::: Records for this exercise :::

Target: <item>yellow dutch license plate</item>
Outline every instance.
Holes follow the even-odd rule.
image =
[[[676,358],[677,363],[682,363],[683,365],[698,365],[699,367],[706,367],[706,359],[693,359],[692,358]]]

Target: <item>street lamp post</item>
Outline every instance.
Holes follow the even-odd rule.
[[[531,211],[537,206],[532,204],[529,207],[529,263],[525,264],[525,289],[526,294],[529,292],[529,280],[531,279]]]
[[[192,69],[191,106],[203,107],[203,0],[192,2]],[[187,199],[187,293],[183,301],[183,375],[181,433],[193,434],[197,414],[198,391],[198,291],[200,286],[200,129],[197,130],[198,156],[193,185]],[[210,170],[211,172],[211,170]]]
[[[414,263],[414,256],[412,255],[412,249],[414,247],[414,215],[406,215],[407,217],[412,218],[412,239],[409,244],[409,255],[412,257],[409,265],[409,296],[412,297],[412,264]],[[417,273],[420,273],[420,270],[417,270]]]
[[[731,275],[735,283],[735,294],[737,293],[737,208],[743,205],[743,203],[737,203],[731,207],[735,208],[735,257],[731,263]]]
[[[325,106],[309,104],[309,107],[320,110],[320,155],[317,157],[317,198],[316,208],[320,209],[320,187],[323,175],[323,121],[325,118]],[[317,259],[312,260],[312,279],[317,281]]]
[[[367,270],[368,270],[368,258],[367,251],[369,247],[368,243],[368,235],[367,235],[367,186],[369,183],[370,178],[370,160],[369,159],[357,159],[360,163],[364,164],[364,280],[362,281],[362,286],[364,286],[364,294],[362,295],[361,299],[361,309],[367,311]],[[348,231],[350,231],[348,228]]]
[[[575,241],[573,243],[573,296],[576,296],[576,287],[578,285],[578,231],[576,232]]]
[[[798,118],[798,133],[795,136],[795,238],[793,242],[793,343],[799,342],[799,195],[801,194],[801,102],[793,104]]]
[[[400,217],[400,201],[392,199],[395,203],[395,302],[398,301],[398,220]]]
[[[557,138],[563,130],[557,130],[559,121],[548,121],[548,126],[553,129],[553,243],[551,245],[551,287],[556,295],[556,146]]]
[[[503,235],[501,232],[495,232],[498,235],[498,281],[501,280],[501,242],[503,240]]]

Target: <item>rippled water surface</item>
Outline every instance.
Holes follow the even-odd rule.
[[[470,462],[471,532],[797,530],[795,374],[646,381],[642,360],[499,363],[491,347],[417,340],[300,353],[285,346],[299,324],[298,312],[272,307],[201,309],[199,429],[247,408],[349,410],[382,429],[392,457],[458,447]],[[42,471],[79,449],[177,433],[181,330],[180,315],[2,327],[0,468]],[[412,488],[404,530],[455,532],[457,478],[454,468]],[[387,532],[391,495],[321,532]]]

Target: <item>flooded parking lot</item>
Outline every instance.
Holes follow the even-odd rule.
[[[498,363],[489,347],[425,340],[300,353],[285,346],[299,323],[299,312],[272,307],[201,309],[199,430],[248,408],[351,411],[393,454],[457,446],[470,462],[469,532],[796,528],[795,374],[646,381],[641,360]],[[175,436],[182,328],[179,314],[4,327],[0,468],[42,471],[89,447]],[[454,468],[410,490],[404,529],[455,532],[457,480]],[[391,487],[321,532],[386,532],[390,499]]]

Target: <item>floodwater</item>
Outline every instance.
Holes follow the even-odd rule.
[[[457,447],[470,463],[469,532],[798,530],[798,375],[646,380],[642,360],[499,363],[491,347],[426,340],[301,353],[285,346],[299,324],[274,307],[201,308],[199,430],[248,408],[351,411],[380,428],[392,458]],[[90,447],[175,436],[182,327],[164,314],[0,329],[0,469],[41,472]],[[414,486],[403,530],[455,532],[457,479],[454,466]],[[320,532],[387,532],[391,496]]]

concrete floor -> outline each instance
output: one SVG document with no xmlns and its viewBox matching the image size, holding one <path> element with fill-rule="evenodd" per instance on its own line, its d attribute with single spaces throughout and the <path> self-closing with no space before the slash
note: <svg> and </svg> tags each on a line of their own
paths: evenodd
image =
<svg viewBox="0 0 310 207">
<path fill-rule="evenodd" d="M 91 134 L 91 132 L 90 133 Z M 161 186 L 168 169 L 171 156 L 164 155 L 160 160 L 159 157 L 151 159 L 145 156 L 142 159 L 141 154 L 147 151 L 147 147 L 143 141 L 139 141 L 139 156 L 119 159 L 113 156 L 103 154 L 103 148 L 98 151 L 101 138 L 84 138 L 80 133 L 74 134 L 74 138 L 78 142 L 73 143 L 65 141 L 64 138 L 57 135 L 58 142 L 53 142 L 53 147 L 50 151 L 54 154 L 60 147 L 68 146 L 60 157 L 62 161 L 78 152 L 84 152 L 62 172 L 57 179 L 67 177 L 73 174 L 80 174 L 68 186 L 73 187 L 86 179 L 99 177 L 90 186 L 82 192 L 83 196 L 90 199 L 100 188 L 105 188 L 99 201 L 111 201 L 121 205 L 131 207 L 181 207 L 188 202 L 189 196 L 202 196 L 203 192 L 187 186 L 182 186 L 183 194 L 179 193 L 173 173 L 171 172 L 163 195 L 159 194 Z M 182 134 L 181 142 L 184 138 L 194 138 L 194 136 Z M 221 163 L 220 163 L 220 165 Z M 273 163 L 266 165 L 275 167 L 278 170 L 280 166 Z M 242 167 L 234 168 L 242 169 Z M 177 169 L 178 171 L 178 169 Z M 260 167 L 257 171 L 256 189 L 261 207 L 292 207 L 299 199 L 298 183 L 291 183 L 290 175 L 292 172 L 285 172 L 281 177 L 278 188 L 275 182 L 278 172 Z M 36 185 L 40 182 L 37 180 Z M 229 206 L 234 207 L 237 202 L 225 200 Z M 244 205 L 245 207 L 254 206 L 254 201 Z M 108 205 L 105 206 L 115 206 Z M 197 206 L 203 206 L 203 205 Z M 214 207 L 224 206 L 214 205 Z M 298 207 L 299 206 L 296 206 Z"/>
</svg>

:::

◆ What is being asked:
Count the lines in the rows above that contain the string "each".

◆ Full solution:
2